Point-per-instance localization data
============

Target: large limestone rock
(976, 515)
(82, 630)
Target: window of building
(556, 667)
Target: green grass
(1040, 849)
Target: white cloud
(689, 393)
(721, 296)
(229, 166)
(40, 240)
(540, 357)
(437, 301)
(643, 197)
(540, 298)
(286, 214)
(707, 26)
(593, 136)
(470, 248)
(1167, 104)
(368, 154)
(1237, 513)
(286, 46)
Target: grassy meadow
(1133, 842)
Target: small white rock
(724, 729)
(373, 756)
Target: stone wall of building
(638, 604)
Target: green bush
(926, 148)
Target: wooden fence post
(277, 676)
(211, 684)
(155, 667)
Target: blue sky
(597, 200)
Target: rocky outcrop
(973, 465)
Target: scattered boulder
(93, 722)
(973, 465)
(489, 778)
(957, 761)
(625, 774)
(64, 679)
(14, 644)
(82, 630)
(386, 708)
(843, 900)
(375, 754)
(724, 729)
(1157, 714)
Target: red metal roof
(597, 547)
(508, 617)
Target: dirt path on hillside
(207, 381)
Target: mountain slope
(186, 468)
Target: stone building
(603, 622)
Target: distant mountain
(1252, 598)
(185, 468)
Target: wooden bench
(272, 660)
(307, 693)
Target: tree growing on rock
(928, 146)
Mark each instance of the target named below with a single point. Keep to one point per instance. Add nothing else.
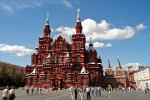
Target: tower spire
(47, 18)
(118, 65)
(78, 15)
(91, 43)
(78, 23)
(47, 29)
(109, 66)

============

» Action item:
Send back the data above verbatim, leaving out its pictures.

» Exercise solution:
Target: large limestone rock
(976, 515)
(82, 630)
Target: window of building
(556, 667)
Target: green grass
(1040, 849)
Target: white cloud
(689, 393)
(721, 296)
(229, 166)
(40, 240)
(540, 357)
(437, 301)
(643, 197)
(540, 298)
(286, 214)
(707, 26)
(593, 136)
(470, 248)
(1167, 104)
(368, 154)
(1237, 513)
(286, 46)
Target: grassy meadow
(1133, 842)
Target: small white rock
(724, 729)
(373, 756)
Target: stone wall of building
(638, 604)
Target: green bush
(926, 148)
Target: wooden fence post
(277, 676)
(211, 684)
(155, 667)
Target: blue sky
(597, 200)
Target: rocky outcrop
(973, 465)
Target: scattered boulder
(93, 722)
(973, 465)
(489, 778)
(957, 761)
(625, 774)
(64, 679)
(14, 644)
(82, 630)
(386, 708)
(843, 900)
(375, 754)
(724, 729)
(1157, 714)
Target: red metal roof
(597, 547)
(508, 617)
Target: dirt path on hillside
(207, 381)
Target: mountain slope
(186, 468)
Target: stone building
(603, 622)
Target: distant mountain
(1252, 598)
(185, 468)
Target: wooden bench
(272, 660)
(307, 693)
Target: tree growing on rock
(928, 146)
Mark each instance of the target named below with a single point. Keep to one point per instance. Add nothing else.
Target: tower spire
(47, 18)
(118, 65)
(78, 15)
(91, 43)
(78, 23)
(47, 29)
(109, 66)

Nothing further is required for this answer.